[Opening Passage to read section]
Exhibit 99.1

 

 

 

Clarus Reports Second Quarter 2020 Results, Continues to Navigate COVID-19 From a Position of Strength

 

SALT LAKE CITY, Utah – August 10, 2020 – Clarus Corporation (NASDAQ: CLAR) (“Clarus” and/or the “Company”), a company focused on the outdoor and consumer industries, reported financial results for the second quarter ended June 30, 2020.

 

Second Quarter 2020 Financial Summary vs. Same Year-Ago Quarter

 

·Sales were $30.0 million compared to $47.0 million.
·Gross margin increased 140 basis points to 35.4% compared to 34.0%.
·Net loss was $(2.7) million, or $(0.09) per diluted share, compared to a net loss of $(0.7) million, or $(0.02) per diluted share.
·Adjusted net loss before non-cash items was $(1.2) million, or $(0.04) per diluted share, compared to an adjusted net income of $1.5 million, or $0.05 per diluted share.
·Adjusted EBITDA was $(1.3) million compared to $1.6 million.
·Free cash flow (net cash provided by operating activities less capital expenditures) increased more than two-fold to $10.2 million compared to $3.0 million.
[Closing Passage to read section]
[Opening Material shown section]
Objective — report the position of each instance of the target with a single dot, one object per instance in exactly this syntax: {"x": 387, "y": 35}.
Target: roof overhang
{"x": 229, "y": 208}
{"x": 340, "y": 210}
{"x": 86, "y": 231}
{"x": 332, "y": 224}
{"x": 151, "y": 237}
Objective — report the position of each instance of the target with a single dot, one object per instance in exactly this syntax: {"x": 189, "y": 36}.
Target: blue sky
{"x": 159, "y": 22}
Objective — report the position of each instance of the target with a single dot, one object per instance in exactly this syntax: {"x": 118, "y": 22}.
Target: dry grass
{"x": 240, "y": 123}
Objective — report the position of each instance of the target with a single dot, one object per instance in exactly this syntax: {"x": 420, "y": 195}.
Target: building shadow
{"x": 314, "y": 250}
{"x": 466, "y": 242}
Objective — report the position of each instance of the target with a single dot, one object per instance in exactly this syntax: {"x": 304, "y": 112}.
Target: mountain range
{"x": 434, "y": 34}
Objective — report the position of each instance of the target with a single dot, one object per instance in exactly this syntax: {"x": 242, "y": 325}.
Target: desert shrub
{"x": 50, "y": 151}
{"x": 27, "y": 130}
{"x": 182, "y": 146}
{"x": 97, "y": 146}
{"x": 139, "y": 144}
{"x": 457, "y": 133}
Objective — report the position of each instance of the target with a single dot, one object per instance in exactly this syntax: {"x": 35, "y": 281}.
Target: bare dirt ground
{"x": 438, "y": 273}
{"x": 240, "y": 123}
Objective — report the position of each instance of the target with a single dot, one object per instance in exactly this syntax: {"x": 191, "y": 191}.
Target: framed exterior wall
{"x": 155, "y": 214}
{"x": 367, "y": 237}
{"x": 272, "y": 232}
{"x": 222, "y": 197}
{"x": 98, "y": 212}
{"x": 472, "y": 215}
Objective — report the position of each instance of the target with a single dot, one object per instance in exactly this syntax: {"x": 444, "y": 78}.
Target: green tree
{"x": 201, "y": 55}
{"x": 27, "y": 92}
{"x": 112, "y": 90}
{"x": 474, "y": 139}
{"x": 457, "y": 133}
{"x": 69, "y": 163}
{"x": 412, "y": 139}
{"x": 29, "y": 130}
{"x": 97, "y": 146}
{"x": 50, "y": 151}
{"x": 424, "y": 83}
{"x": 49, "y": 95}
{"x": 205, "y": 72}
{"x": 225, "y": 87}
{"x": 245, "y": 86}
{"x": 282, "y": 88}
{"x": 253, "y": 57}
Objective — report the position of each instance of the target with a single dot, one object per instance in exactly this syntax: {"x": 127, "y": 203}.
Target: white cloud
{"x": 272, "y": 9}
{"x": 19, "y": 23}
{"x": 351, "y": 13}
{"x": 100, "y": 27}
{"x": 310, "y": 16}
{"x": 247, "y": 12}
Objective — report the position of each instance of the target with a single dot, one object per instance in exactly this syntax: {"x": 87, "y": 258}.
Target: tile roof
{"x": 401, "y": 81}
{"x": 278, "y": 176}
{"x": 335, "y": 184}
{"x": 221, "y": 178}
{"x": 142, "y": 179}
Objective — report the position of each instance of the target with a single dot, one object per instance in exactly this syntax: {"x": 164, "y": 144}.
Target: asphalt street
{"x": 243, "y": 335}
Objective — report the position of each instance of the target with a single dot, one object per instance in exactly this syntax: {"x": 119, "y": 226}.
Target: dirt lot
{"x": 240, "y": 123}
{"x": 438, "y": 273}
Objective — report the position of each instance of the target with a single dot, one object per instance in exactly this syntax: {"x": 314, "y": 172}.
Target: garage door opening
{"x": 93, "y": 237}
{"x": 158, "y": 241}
[Closing Material shown section]
**What the task requires**. Rewrite the Clarus second-quarter results release from "Second Quarter 2020 Financial" through "or $(0.02) per diluted share.", and replace "Gross margin" with "Gross profit margin". These records come from a separate source.

**Response box**.
Second Quarter 2020 Financial Summary vs. Same Year-Ago Quarter

 

·Sales were $30.0 million compared to $47.0 million.
·Gross profit margin increased 140 basis points to 35.4% compared to 34.0%.
·Net loss was $(2.7) million, or $(0.09) per diluted share, compared to a net loss of $(0.7) million, or $(0.02) per diluted share.